start Excerpted text
THE FUSION OF THE EPIC AND DRAMATIC: HEMINGWAY, STRINDBERG AND O'NEILL

In The Historical Novel George Lukács expresses his agreement with a statement in which Goethe points out the difference between epic and dramatic motivations for literary action:

Goethe ... analyses the different motifs governing action, finding some that are common to both epic and drama and others that form particular characteristics of either of the two genres. These motifs are, according to Goethe: "1. Progressive ones, which further the action; such are used primarily by drama. 2. Retrogressive ones, which distance the action from its goal; such are used almost exclusively by the epic poem" (Lukács I 145).

Lukács also shares Goethe's view that retrogressive motifs should be distinguished from retarding ones; rather than diverting the action from its goal, retarding factors "hold up the pace or increase the distance,; such are used by both kinds of literature to the greatest advantage" (Lukács I 145).

Thus retarding motifs can be both dramatic and epic. In the works of Ibsen, Hauptmann, Strindberg, Chekhov and O'Neill, however, their role is rather pronounced in making the drama episodic, and in not only holding back but also considerably broadening the progress of the action, whose stages are often meticulously portrayed. This brings a strong epic tendency with it.
end Excerpted text
start Stored rows
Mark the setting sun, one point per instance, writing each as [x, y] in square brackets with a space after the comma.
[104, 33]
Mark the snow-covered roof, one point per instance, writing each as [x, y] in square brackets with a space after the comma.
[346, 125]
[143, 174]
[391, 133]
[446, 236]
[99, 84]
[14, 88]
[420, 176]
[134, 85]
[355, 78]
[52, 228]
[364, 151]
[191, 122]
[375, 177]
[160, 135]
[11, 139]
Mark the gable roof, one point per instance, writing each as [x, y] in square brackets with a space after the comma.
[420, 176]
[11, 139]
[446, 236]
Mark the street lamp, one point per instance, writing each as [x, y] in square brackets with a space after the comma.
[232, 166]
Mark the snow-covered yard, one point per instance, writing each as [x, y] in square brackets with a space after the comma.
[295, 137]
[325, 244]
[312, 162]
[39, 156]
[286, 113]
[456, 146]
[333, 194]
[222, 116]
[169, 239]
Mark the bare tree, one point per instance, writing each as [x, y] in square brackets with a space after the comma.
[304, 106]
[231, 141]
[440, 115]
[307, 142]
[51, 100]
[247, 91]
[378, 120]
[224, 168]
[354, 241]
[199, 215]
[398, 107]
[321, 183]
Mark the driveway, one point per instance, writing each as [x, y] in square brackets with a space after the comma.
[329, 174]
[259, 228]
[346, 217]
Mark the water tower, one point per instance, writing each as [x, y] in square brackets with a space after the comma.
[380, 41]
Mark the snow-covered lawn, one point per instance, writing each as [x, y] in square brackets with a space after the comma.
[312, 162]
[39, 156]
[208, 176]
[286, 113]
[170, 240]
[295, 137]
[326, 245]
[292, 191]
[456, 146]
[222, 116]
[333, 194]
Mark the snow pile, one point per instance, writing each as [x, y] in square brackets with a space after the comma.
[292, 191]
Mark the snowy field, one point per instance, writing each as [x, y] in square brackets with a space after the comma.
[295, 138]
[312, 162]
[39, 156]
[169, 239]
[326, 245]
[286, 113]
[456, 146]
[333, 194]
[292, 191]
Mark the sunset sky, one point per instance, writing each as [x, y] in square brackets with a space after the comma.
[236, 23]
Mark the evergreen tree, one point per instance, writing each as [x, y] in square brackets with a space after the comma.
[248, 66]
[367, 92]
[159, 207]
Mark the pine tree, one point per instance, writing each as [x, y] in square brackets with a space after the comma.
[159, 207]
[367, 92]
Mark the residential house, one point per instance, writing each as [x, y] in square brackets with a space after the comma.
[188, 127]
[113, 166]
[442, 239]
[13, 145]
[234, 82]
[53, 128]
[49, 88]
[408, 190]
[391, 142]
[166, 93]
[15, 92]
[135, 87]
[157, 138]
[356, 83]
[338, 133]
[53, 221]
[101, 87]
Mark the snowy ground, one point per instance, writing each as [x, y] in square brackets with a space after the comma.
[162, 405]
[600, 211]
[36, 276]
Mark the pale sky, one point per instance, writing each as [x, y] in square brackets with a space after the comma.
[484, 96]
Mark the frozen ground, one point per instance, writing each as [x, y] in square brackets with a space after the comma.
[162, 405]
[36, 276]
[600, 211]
end Stored rows
Instructions to follow ->
In the text on the fusion of the epic and the dramatic, which kind of motifs does Goethe say are used almost exclusively by the epic poem?

Written reply ->
Retrogressive motifs, which distance the action from its goal.